**TASK REQUIREMENTS**:
1. Do the statements below agree with the fair use passage? For each, answer yes or no and quote the deciding words of the passage exactly.
(a) Fair use applies only to non-commercial uses.
(b) The size of the print run is generally an important factor in judging whether a fair use is valid.
(c) A use's non-commercial character may add to a fair use claim.
2. Reproduce the fair use passage word for word, starting at "Fair use is applicable" and ending at "offered for sale.".
3. Can you resume the fair use passage and keep writing it past its final sentence?

As we look back on one year living with and promoting the Code, we wanted to pull together some of the most common questions we received, with answers! (You will also find these questions added to the FAQs on CAA’s website.) We have been consistently amazed, but not surprised, by the interest, curiosity, and the sheer will the visual arts field has employed in applying fair use.

Is fair use only applicable to non-commercial uses?

Fair use is applicable whether the use is commercial or non-commercial. That fact is very well established in law. Recently, the appeals court decision supporting Google Books’ use of copyrighted books as fair use explicitly says, “Google’s profit motivation does not in these circumstances [that is, Google’s transformative use of the information] justify denial of fair use.” The same would be true when an otherwise qualifying fair use occurred in the setting of a print publication offered for sale.

This is not a new or novel proposition. In fact, for the last 175 years, almost all of the creators who successfully asserted fair use have been engaged in commerce, in a big or small way. That’s because, under the prevailing definition copyright law, most things that we do in our professional lives (write, make art, publish books) are “commercial.” If money will or may change hands, that’s enough – even if the transaction is done without the expectation of profit. So treating commerciality as a knock-out factor would be the death knell of a meaningful fair use doctrine.

It is true that the non-commercial character of a use may be one feature that can add to a fair use claim. But it is not a particularly important one. Likewise, the size of the print run generally is not a relevant consideration in assessing the validity of fair use. The key to fair use is making sure your use is “transformative,” that is, using the material for a different purpose than the market purpose.

**SUPPLIED DATA**:

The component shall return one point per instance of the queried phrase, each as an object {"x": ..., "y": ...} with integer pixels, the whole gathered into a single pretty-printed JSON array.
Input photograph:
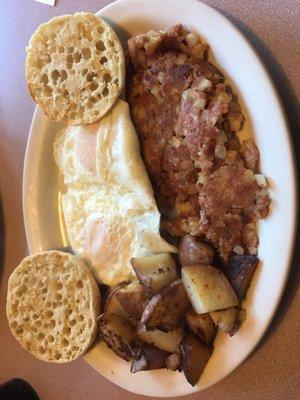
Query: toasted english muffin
[
  {"x": 52, "y": 306},
  {"x": 75, "y": 68}
]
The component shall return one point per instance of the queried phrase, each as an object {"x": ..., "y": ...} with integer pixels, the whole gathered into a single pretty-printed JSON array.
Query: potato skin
[
  {"x": 173, "y": 362},
  {"x": 168, "y": 341},
  {"x": 147, "y": 357},
  {"x": 225, "y": 320},
  {"x": 195, "y": 356},
  {"x": 240, "y": 271},
  {"x": 194, "y": 252},
  {"x": 166, "y": 309},
  {"x": 202, "y": 325},
  {"x": 118, "y": 334},
  {"x": 112, "y": 304}
]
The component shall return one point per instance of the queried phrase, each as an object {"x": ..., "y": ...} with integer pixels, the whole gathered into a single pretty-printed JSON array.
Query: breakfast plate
[{"x": 43, "y": 187}]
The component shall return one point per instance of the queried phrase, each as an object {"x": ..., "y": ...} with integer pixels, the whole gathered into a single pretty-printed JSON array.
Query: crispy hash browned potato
[
  {"x": 133, "y": 299},
  {"x": 168, "y": 341},
  {"x": 194, "y": 252},
  {"x": 155, "y": 272},
  {"x": 118, "y": 334},
  {"x": 225, "y": 319},
  {"x": 147, "y": 357},
  {"x": 195, "y": 356},
  {"x": 202, "y": 325},
  {"x": 166, "y": 309},
  {"x": 208, "y": 288}
]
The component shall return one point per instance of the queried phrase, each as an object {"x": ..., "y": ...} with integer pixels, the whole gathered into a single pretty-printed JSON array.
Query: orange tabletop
[{"x": 272, "y": 371}]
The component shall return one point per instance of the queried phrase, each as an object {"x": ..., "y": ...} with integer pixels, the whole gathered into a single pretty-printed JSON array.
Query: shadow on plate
[
  {"x": 2, "y": 240},
  {"x": 291, "y": 107}
]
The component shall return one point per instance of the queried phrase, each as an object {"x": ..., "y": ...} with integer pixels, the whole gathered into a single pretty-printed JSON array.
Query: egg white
[{"x": 109, "y": 207}]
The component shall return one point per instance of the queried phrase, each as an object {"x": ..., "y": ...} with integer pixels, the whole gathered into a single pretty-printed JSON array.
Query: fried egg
[{"x": 109, "y": 208}]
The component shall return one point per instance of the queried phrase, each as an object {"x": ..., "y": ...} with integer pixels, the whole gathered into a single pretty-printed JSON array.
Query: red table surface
[{"x": 272, "y": 371}]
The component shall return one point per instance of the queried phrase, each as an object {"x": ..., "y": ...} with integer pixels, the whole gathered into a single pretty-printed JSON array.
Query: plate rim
[{"x": 291, "y": 156}]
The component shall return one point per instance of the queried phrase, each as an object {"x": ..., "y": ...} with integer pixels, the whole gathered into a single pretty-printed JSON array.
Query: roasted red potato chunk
[
  {"x": 118, "y": 334},
  {"x": 147, "y": 357},
  {"x": 133, "y": 298},
  {"x": 166, "y": 309},
  {"x": 202, "y": 325},
  {"x": 155, "y": 272},
  {"x": 240, "y": 271}
]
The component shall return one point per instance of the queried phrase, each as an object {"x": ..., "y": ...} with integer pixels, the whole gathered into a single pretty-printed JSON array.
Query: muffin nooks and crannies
[
  {"x": 75, "y": 68},
  {"x": 52, "y": 306}
]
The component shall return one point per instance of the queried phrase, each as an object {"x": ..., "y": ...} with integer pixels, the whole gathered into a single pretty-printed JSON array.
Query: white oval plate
[{"x": 265, "y": 120}]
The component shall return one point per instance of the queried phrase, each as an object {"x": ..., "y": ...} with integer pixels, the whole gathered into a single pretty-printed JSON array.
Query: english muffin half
[
  {"x": 52, "y": 306},
  {"x": 75, "y": 68}
]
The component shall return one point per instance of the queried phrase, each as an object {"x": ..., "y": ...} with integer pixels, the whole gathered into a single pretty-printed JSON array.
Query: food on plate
[
  {"x": 133, "y": 298},
  {"x": 225, "y": 320},
  {"x": 192, "y": 251},
  {"x": 166, "y": 309},
  {"x": 109, "y": 208},
  {"x": 75, "y": 68},
  {"x": 155, "y": 271},
  {"x": 52, "y": 306},
  {"x": 195, "y": 356},
  {"x": 113, "y": 306},
  {"x": 202, "y": 325},
  {"x": 207, "y": 288},
  {"x": 239, "y": 272},
  {"x": 118, "y": 334},
  {"x": 173, "y": 362},
  {"x": 148, "y": 357},
  {"x": 206, "y": 182},
  {"x": 208, "y": 194},
  {"x": 168, "y": 341}
]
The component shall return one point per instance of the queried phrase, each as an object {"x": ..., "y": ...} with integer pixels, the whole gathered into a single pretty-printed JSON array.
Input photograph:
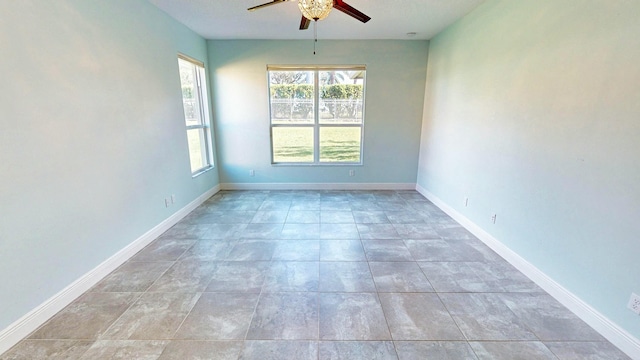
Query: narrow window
[
  {"x": 317, "y": 115},
  {"x": 196, "y": 114}
]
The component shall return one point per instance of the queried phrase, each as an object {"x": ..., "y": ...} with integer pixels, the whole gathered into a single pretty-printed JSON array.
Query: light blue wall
[
  {"x": 396, "y": 73},
  {"x": 532, "y": 111},
  {"x": 92, "y": 138}
]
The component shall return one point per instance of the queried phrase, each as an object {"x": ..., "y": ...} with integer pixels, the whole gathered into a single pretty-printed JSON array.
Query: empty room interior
[{"x": 399, "y": 180}]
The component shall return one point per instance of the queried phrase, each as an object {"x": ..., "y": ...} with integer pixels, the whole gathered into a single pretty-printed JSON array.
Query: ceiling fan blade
[
  {"x": 304, "y": 23},
  {"x": 349, "y": 10},
  {"x": 274, "y": 2}
]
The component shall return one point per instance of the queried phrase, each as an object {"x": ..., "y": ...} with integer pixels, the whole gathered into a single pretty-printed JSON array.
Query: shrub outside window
[
  {"x": 196, "y": 114},
  {"x": 317, "y": 114}
]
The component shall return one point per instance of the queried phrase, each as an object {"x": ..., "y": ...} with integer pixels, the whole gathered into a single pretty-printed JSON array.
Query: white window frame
[
  {"x": 316, "y": 124},
  {"x": 204, "y": 125}
]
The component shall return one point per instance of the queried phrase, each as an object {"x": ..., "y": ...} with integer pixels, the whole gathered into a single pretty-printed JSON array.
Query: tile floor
[{"x": 315, "y": 275}]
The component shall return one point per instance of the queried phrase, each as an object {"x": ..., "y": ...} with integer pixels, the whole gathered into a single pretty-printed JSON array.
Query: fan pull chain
[{"x": 315, "y": 36}]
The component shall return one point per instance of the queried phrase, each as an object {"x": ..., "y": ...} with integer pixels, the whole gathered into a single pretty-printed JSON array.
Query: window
[
  {"x": 316, "y": 115},
  {"x": 196, "y": 114}
]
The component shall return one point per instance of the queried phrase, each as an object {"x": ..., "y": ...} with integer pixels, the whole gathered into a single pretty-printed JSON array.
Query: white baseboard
[
  {"x": 38, "y": 316},
  {"x": 318, "y": 186},
  {"x": 607, "y": 328}
]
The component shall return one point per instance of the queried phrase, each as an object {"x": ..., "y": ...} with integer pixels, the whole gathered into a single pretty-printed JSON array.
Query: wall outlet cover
[{"x": 634, "y": 303}]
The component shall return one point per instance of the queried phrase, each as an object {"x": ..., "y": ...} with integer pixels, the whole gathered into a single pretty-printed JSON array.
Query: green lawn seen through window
[{"x": 337, "y": 144}]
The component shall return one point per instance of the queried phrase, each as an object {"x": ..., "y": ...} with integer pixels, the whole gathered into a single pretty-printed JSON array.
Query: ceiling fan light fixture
[{"x": 315, "y": 9}]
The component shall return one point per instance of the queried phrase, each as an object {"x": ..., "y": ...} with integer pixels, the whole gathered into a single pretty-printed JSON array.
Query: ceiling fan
[{"x": 318, "y": 9}]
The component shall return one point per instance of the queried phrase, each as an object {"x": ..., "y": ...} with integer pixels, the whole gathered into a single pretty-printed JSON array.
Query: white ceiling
[{"x": 390, "y": 19}]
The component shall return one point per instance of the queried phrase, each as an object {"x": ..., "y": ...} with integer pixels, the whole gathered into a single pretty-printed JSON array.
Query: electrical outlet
[{"x": 634, "y": 303}]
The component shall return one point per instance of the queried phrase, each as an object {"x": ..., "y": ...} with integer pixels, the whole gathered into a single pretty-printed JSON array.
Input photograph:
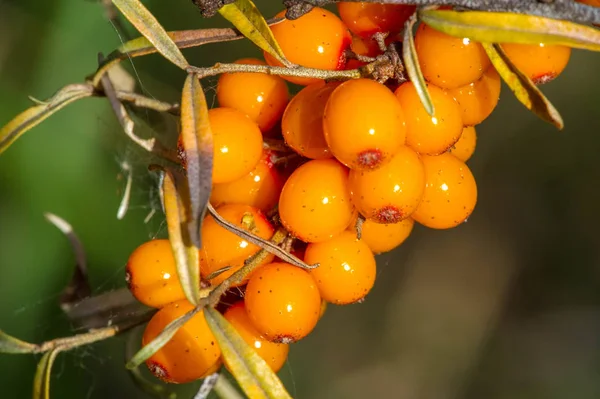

**ANSWERS TO THE PROBLEMS**:
1.
(a) No: "Fair use is applicable whether the use is commercial or non-commercial."
(b) No: "the size of the print run generally is not a relevant consideration in assessing the validity of fair use."
(c) Yes: "the non-commercial character of a use may be one feature that can add to a fair use claim."

2.
Fair use is applicable whether the use is commercial or non-commercial. That fact is very well established in law. Recently, the appeals court decision supporting Google Books’ use of copyrighted books as fair use explicitly says, “Google’s profit motivation does not in these circumstances [that is, Google’s transformative use of the information] justify denial of fair use.” The same would be true when an otherwise qualifying fair use occurred in the setting of a print publication offered for sale.

3.
There’s more about this at pages 15-16 of the Code.

Is the Code only applicable to the so-called fine arts? What about artists working in design or photography?

The Code is carefully crafted to provide a reasoning framework in five common situations in the visual arts: analytic writing, teaching, making art, museum work, and archive/collections digital display. Any artist, teacher, writer, or curator can apply the Code’s fair use reasoning if they are engaged in one (or several) of these activities. So can students in the field, and so can independent visual arts professionals, and even amateurs. Many of the activities that graphic designers and photographers engage in give rise to the same copyright questions that confront other visual arts professionals. Sometimes, however, their work may involve other issues—trademark questions, for example, contractual disputes, that fall outside the scope of the Code. The important point is that fair use is for everyone, not just for a privileged few.

What if rights holders or brokers such as ARS and VAGA don’t accept my fair use claim?

In the first instance, of course, what is (or isn’t) fair use is for the user to decide. Rights holders and their agents don’t have the last word (or any word) on this determination. And, at least so far, they haven’t chosen to make a case of any situation in which a user proceeded without license. If your uses are made within the terms of the Code, and you are able to explain how that is true, you have such a solid argument for fair use that rights holders will be in deep peril of wasting their money and time by bringing any legal action. That doesn’t mean that “nastygrams”—letters demanding payment or expressing outrage and issuing threats of legal action—couldn’t be sent. People are free to write whatever they want in letters, even if it is not true.

You may decide, of course, not to employ fair use if you think rights holders may see it as an unfriendly act, and decide not to like you any more. Personal relationships matter in any field.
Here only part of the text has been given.